### TASK DETAILS
Retype only what runs from the line that contains "[locate] binoculars (one dot each)" through the last line of the listing below, both lines included.

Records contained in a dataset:
-- start --

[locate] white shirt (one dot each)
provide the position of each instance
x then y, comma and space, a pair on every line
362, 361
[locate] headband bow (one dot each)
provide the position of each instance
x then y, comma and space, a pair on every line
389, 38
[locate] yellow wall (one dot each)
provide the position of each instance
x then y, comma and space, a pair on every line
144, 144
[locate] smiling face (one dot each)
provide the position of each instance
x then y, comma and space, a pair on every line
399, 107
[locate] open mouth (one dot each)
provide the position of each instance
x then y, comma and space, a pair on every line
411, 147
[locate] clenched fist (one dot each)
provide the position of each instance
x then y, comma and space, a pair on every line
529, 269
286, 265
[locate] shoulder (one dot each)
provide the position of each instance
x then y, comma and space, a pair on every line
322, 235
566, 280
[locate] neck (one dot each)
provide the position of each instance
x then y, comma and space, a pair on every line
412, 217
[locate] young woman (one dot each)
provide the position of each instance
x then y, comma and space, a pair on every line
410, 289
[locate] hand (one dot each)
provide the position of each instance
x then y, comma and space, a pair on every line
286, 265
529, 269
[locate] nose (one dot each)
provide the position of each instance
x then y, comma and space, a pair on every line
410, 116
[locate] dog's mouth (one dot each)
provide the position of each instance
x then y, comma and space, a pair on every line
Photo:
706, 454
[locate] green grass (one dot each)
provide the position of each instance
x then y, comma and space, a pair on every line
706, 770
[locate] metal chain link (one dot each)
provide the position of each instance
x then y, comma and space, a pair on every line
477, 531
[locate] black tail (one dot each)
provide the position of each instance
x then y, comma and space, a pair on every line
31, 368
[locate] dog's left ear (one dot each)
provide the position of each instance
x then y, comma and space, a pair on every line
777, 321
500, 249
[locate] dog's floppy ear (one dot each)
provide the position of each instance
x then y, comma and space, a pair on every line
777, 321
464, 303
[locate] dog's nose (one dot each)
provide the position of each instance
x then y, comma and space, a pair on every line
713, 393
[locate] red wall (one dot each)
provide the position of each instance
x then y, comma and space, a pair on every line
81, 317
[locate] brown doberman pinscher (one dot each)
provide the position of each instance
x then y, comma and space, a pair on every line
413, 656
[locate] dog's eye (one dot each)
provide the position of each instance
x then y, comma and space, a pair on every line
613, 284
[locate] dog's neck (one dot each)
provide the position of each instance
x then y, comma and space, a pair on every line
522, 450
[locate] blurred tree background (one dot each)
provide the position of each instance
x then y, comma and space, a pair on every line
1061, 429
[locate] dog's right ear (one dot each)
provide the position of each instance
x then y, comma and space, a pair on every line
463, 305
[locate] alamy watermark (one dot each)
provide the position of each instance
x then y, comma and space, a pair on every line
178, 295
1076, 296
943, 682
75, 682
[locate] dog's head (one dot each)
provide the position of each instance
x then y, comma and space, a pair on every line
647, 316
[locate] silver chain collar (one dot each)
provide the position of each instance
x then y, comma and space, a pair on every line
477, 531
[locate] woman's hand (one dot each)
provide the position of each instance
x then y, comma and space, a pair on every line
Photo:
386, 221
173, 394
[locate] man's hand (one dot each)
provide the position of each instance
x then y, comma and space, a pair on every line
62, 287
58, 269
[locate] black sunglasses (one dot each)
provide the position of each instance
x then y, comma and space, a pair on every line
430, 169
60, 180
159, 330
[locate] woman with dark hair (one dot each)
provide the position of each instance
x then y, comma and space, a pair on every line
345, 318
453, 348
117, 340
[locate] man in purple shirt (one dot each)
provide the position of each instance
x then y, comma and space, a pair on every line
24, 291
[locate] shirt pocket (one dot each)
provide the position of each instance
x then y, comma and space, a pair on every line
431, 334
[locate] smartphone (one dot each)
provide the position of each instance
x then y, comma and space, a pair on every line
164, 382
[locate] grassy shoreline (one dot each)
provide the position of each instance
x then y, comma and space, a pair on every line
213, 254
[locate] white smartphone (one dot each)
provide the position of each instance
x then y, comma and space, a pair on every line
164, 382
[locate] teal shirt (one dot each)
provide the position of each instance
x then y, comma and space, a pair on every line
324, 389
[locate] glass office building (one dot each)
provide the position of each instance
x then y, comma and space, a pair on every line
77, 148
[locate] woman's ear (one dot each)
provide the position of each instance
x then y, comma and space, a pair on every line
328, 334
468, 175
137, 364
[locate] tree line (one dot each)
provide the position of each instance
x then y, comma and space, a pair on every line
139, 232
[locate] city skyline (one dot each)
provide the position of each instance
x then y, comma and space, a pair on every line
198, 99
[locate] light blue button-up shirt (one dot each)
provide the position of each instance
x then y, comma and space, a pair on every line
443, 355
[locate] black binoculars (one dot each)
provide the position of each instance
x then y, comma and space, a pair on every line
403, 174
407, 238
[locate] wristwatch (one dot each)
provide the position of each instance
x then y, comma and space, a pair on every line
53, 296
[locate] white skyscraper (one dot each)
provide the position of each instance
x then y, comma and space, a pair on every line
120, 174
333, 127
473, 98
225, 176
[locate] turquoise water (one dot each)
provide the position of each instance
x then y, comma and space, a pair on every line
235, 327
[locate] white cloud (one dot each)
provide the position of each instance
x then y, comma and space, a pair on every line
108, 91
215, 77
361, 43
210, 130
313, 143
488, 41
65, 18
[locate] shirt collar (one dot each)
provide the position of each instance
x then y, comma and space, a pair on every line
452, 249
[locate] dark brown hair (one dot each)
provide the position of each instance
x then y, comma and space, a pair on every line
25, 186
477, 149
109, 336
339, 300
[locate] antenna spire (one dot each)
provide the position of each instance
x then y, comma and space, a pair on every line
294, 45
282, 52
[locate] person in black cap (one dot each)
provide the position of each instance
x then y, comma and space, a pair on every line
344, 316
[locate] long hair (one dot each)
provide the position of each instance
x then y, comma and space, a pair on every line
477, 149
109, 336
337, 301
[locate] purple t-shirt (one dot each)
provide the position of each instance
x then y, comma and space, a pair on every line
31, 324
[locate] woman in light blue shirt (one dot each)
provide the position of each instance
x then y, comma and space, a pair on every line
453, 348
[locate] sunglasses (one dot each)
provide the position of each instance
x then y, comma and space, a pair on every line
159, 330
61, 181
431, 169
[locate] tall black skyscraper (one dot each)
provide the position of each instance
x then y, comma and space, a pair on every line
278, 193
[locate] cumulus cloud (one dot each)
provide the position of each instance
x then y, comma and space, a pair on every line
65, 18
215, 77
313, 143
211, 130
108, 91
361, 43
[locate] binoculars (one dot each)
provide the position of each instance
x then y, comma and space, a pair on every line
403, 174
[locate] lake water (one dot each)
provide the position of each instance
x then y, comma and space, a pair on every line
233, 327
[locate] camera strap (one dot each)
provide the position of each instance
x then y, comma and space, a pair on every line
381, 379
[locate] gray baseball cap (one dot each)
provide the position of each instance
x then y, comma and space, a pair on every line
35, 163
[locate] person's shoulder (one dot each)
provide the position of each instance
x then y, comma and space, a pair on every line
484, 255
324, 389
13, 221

-- end --

### EXERCISE SOLUTION
[locate] binoculars (one dot each)
provide the position of each instance
x then y, comma and space, a pair on every line
403, 174
[locate] lake water (one dot each)
provide the position of each instance
x then y, comma and space, a pair on every line
233, 327
[locate] camera strap (one dot each)
provide the position of each instance
x then y, comma and space, a pair on every line
381, 379
[locate] gray baseball cap (one dot each)
provide the position of each instance
x then y, comma and space, a pair on every line
35, 163
[locate] person's shoulder (one dot each)
provide the position of each instance
x then y, comma and space, a pair on every line
484, 255
324, 389
13, 221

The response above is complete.